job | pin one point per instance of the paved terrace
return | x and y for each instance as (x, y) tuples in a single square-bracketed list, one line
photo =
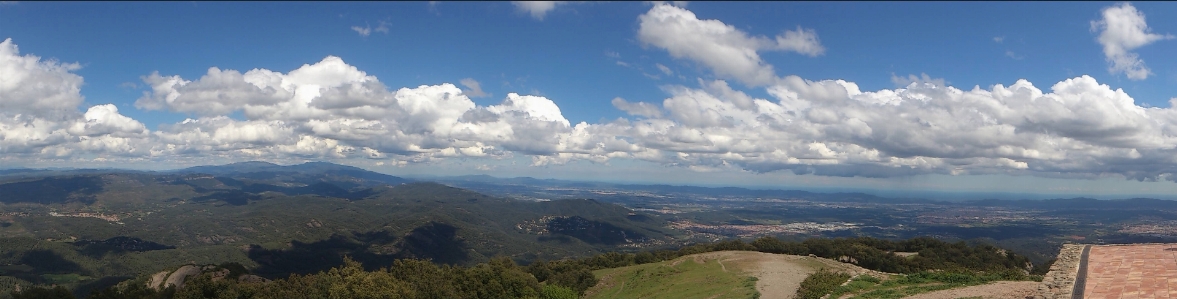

------------------------

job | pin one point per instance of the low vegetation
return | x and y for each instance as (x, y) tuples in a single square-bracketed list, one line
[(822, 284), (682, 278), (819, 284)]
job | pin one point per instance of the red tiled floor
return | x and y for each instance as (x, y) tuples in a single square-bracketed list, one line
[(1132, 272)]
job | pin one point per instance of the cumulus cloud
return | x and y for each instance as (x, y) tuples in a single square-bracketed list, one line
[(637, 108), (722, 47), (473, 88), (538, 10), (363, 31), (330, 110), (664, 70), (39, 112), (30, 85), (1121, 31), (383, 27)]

------------------------

- _GIVEN REQUEST_: Rewrite everything from the line containing "job | pin one point per instance of the low" down to the line containing "31), (383, 27)]", putting "mark" in place of "pin" and leaving the rest untouched.

- _CORRECT RESPONSE_:
job | mark one point per instance of the low vegetation
return | x and y for each instance as (x, y) tuples in a single square-bracketed list, one line
[(822, 284), (682, 278), (819, 284)]
job | mark one point per instance of the red tiled floor
return | x and y for each instance as (x, y) tuples in a single square-bracketed list, one line
[(1132, 272)]
job | mark one point per instance of the cumulus cloud
return | x and y for each instance as (x, y) tuples in a single square-bracketed list, one line
[(637, 108), (722, 47), (473, 88), (538, 10), (363, 31), (330, 110), (664, 70), (39, 112), (30, 85), (1121, 31), (383, 27)]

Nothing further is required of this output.